Natural language region descriptions
^^^^^^^^
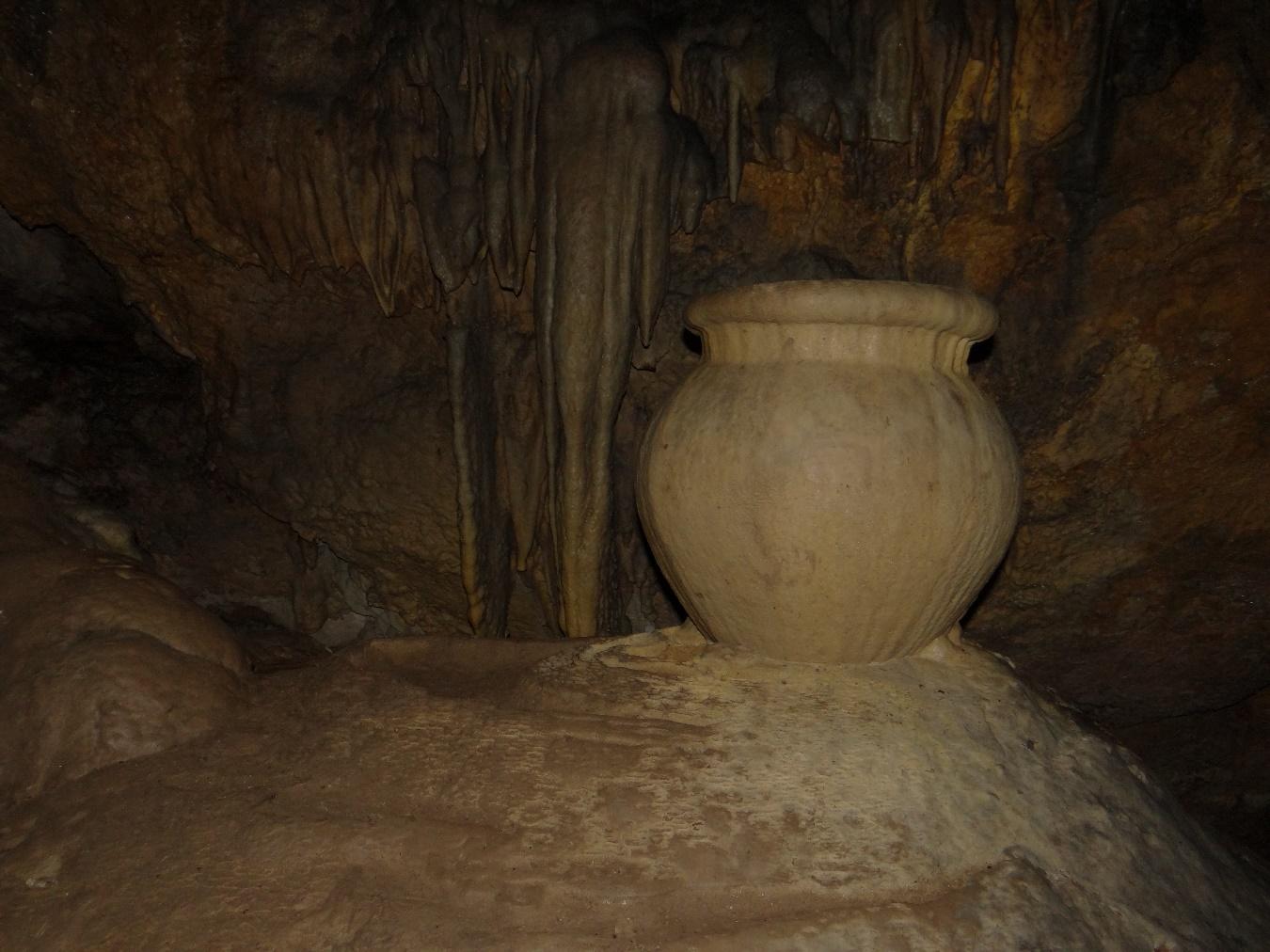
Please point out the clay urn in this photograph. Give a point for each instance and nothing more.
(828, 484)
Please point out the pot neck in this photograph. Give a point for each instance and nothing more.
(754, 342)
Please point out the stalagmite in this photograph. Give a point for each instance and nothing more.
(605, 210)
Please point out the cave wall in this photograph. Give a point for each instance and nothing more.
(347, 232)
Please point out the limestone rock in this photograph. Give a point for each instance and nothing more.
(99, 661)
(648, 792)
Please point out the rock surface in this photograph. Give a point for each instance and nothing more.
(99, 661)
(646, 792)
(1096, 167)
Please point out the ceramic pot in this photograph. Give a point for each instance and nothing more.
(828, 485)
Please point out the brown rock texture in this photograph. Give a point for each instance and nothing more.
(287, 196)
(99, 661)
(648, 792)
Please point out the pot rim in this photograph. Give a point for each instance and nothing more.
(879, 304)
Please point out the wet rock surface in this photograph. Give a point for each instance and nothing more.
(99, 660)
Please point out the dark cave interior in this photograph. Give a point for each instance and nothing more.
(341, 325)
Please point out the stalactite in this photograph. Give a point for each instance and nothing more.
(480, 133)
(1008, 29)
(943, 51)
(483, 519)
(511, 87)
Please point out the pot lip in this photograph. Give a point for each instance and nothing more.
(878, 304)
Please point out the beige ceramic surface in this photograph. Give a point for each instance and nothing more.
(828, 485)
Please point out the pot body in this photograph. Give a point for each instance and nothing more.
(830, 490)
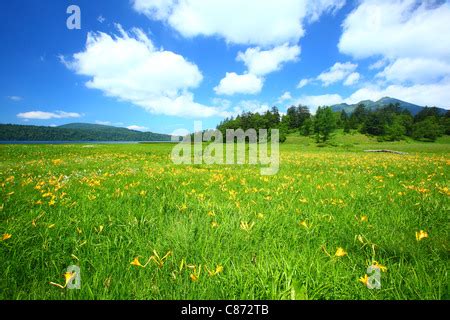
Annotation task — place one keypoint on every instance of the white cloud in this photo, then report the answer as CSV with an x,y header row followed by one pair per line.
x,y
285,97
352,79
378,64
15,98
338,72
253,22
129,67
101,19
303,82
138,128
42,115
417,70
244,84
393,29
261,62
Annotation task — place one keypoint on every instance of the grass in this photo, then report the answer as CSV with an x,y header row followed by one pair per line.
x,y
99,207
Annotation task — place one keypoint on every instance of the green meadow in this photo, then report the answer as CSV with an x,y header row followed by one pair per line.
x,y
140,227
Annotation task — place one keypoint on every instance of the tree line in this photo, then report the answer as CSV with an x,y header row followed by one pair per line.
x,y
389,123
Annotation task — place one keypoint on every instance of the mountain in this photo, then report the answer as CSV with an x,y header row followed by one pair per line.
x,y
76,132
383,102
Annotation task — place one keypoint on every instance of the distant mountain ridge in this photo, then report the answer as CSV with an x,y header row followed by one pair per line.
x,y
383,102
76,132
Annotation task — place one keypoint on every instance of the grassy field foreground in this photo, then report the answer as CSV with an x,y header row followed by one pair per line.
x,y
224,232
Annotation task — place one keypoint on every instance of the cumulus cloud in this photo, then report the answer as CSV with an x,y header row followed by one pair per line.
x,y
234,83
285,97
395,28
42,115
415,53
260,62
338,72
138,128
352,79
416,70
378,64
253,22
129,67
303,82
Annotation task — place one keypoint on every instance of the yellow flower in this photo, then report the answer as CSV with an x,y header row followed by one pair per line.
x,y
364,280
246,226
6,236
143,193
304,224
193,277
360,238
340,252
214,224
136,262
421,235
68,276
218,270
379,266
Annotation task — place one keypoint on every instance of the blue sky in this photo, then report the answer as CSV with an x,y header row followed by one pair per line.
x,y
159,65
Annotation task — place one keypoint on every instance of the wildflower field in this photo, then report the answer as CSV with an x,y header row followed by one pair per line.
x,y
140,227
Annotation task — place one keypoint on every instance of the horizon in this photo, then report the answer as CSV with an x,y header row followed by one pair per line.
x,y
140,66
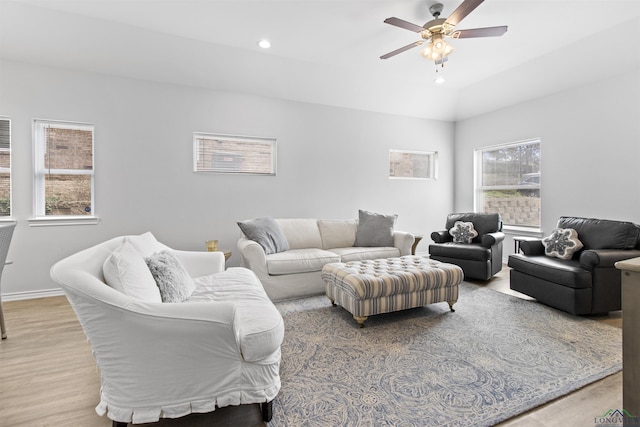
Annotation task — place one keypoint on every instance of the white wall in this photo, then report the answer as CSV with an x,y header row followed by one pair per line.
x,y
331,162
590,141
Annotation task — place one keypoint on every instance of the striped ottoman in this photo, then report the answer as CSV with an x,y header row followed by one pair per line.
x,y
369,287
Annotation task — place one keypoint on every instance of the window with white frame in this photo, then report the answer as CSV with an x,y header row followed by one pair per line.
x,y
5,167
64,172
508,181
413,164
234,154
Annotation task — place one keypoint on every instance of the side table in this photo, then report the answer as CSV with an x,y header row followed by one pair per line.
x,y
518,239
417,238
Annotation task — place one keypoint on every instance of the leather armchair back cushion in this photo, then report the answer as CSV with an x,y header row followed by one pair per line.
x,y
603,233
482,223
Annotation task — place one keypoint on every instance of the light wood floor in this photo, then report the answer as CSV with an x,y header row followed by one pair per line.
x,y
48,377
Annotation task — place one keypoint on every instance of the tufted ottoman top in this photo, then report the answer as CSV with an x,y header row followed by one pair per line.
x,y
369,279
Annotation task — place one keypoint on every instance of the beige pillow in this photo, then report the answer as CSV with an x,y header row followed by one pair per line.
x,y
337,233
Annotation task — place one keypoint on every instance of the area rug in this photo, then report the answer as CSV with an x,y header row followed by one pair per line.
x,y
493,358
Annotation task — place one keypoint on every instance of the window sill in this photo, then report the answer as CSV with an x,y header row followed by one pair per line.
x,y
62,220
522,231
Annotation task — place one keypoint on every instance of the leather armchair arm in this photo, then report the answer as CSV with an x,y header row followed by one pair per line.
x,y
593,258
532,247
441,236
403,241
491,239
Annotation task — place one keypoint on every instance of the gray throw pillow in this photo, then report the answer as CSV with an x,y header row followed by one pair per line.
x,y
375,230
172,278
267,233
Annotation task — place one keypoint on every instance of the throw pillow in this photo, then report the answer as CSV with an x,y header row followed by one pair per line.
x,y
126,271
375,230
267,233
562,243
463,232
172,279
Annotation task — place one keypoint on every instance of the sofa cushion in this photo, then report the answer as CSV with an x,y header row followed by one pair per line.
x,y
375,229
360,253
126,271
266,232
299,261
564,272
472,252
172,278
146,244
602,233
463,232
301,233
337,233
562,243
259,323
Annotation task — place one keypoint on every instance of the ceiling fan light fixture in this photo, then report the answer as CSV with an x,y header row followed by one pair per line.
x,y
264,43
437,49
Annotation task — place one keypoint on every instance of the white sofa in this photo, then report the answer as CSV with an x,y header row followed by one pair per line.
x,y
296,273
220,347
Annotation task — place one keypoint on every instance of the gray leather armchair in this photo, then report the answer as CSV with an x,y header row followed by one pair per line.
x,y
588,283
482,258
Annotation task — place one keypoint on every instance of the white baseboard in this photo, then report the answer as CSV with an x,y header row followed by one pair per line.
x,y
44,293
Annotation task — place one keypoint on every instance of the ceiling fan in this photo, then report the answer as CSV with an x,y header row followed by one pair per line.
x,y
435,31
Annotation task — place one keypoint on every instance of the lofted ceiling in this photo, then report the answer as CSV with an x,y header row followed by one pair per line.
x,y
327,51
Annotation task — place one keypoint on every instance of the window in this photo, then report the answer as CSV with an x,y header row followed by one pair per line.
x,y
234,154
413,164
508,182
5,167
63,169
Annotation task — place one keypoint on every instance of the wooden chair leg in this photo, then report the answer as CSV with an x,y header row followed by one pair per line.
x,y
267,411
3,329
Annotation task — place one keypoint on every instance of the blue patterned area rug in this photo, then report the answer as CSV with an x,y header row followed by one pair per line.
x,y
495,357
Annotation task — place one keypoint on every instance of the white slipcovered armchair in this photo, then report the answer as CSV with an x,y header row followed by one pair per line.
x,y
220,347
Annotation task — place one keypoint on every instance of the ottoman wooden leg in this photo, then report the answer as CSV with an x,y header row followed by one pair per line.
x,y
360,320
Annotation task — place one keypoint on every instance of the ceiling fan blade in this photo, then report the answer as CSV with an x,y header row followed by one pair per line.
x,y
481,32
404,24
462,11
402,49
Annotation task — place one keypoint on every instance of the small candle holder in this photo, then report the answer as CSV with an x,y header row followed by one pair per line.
^^^^^^^^
# The problem
What is needed is a word-for-word copy of the data, minus its pictures.

# Exercise answer
Please point out the clay urn in this photograph. Give a point for each instance and nothing more.
(828, 484)
Please point out the pot neck in this photograph. Give a point for each instance and nothing more.
(754, 342)
Please point out the stalagmite in this photograph. Give a point for each instance and nothing more.
(605, 210)
Please point out the cave wall in this photograph. Give a point for each instance and nothing more.
(347, 232)
Please point out the limestone rock in this photograph. Give a point for each instance and nothing more.
(99, 661)
(648, 792)
Please point out the rock surface in this photograph. Give a point for each instance and nothing more.
(99, 661)
(646, 792)
(1096, 167)
Please point out the ceramic pot in this photograph. Give a point for each instance and nothing more.
(828, 485)
Please point out the brown rock texture in this photograph. Give a point for each instance and nothing more.
(287, 196)
(99, 661)
(648, 792)
Please point out the pot rim in this photograph. Give a point for each instance and nothing more.
(879, 304)
Please point out the wet rock surface in this photograph. Give a point for each instance and nothing more.
(99, 660)
Please point out the dark cave interior in this photograph. Give a point for each instance and nothing more.
(341, 325)
Please point out the stalactite in this photograph. Give a point for each instance and nothing more.
(480, 133)
(1008, 29)
(943, 51)
(483, 519)
(511, 87)
Please point out the pot lip in this photograph. Give a point for each instance and nothing more.
(878, 304)
Please point out the beige ceramic surface in this photograph. Give a point for each instance and nothing more.
(828, 485)
Please point out the pot body in this photograph. Give a point for each instance and nothing more.
(830, 490)
Annotation task — place one keypoint on every instance of the white cloud in this photo, then report the answer as CSV with an x,y header row followed by one pair per line.
x,y
285,97
352,79
378,64
15,98
338,72
253,22
129,67
101,19
303,82
138,128
42,115
417,70
244,84
393,29
261,62
Annotation task — place one keypoint on every instance of the grass in this photo, then report the answer as CSV with an x,y header row followed by one pair per line.
x,y
99,207
Annotation task — place one keypoint on every instance of the green meadow in this photo, then report the answer as CSV with an x,y header row followed by one pair per line.
x,y
140,227
Annotation task — place one keypoint on every instance of the tree line in this photo, then report the answer as CSV with an x,y header row followed by one pair per line.
x,y
389,123
Annotation task — place one keypoint on every instance of the mountain in this photo, then report the answer as CSV with an x,y header row followed by one pair per line.
x,y
76,132
383,102
Annotation task — place one keypoint on every instance of the distant mountain ridge in this photo, then report the answer as CSV with an x,y header row followed by one pair per line.
x,y
383,102
76,132
Annotation task — place one keypoint on every instance of the grassy field foreground in this photo, then report the answer as CSV with an x,y header row followed by one pair per line.
x,y
224,232
Annotation task — place one keypoint on every instance of the cumulus cloud in this photo, then report the answer as CSV with an x,y header row followed by one pair per line.
x,y
234,83
285,97
395,28
42,115
415,53
260,62
338,72
138,128
352,79
416,70
378,64
253,22
129,67
303,82
Annotation task — place one keypoint on every instance of the yellow flower in this photo, then report the answer as CSV with an x,y header row followed by one pair per line.
x,y
364,280
246,226
6,236
143,193
304,224
193,277
360,238
340,252
214,224
136,262
421,235
68,276
218,270
379,266
Annotation task — place one keypoint on every instance of the blue sky in this photo, then report the answer as CSV with an x,y header row followed by one pair per line.
x,y
159,65
Annotation task — place one keypoint on every instance of the wildflower field in this photo, then report the answer as CSV with an x,y header row followed by one pair per line.
x,y
140,227
Annotation task — place one keypoint on every instance of the horizon in this photo, then report the answer as CSV with an x,y header row followed by one pair per line.
x,y
140,66
Annotation task — place one keypoint on every instance of the white wall in this photo, then report the answer as CSV with an x,y header row followed by one pair per line.
x,y
331,162
590,141
Annotation task — place one keypoint on every instance of the striped ottoman in this photo, then report the answer as CSV with an x,y header row followed by one pair per line.
x,y
369,287
Annotation task — place one keypoint on every instance of the window with white frame in this photo, then report the answer as CSV with an x,y header row followed by one pair per line.
x,y
5,167
64,172
508,181
413,164
234,154
Annotation task — place one keypoint on every instance of the side table in this photo, then report the answer as CSV with an x,y header row followed by one pair per line.
x,y
518,239
417,238
Annotation task — place one keypoint on every instance of the leather armchair back cushion in this photo, then report the answer as CSV with an x,y header row followed by one pair per line.
x,y
603,233
482,223
Annotation task — place one keypoint on every instance of the light wood floor in this photo, then report the answer as CSV with an x,y header row followed by one pair per line.
x,y
48,377
Annotation task — place one keypoint on every instance of the tufted ottoman top in this photo, then report the answer as CSV with an x,y header row followed by one pair per line.
x,y
369,279
Annotation task — place one keypoint on every instance of the beige pillow in this photo, then report the answer as CSV with an x,y header row followed by one pair per line.
x,y
337,233
Annotation task — place one keypoint on every instance of the area rug in this photo, then report the answer as CSV with an x,y header row followed by one pair per line.
x,y
493,358
Annotation task — place one keypoint on every instance of the window sill in this photo, then report the answer as CSV with an x,y header row followed by one pair per line.
x,y
62,220
522,231
Annotation task — place one keypoint on every instance of the leather armchair arm in this photo, then report the answer as CSV with an x,y header row followed by one pair per line.
x,y
593,258
532,247
441,236
403,241
491,239
Annotation task — place one keypoint on every instance of the gray throw pillow in this photo, then report the answer as CSV with an x,y header row followed by one pair per line.
x,y
375,230
172,278
267,233
Annotation task — place one keypoint on every instance of the throw pillow in this photo, then report the answer as CSV with an x,y header row followed by one pair per line.
x,y
126,271
375,230
267,233
562,243
463,232
172,279
Annotation task — place one keypoint on every instance of the sofa cushion in this photo, then report the answer as CSV with an x,y header row followed by one pair per line.
x,y
375,229
360,253
126,271
266,232
299,261
564,272
472,252
172,278
146,244
602,233
463,232
301,233
337,233
562,243
259,323
Annotation task — place one keypoint on every instance of the ceiling fan light fixture in this photo, then report the answer as CSV with an x,y header row followed by one pair per line.
x,y
264,43
437,49
Annotation task — place one keypoint on every instance of the white sofa in this photo, then report the answer as CSV with an x,y header row followed by one pair per line.
x,y
296,273
220,347
Annotation task — place one keypoint on every instance of the gray leather armchair in this photo, then report the answer as CSV with an x,y header row followed by one pair per line.
x,y
588,283
482,258
Annotation task — place one keypoint on every instance of the white baseboard in this photo, then report the answer as CSV with an x,y header row followed by one pair per line.
x,y
44,293
Annotation task — place one keypoint on every instance of the ceiling fan in this photo, then report the answer as CSV with an x,y header row followed by one pair per line.
x,y
435,31
Annotation task — place one keypoint on every instance of the lofted ceiling in this photo, then report the answer as CSV with an x,y header row followed by one pair per line.
x,y
327,51
Annotation task — place one keypoint on every instance of the window in this photo, then report the answer as CSV with an x,y header row followed by one pair per line.
x,y
234,154
413,164
508,182
5,167
63,169
Annotation task — place one keypoint on every instance of the wooden chair leg in this photo, then report the answer as CSV with an x,y header row followed by one pair per line.
x,y
267,411
3,329
Annotation task — place one keypoint on every instance of the blue patterned area rug in this photo, then report the answer as CSV with an x,y header row followed by one pair per line.
x,y
495,357
Annotation task — place one keypoint on every instance of the white slipcovered armchair in this photo, then report the answer as CSV with an x,y header row followed by one pair per line.
x,y
220,347
Annotation task — place one keypoint on every instance of the ottoman wooden leg in this photo, then report the answer as CSV with an x,y header row followed by one pair per line.
x,y
360,320
Annotation task — place one keypoint on every instance of the ceiling fan blade in this photo, then report the answer as CSV with an x,y header row followed by one pair per line.
x,y
481,32
404,24
462,11
402,49
Annotation task — place one keypoint on every instance of the small candle holder in this photo, then report the answer as CSV with an x,y header row followed by one pair per line.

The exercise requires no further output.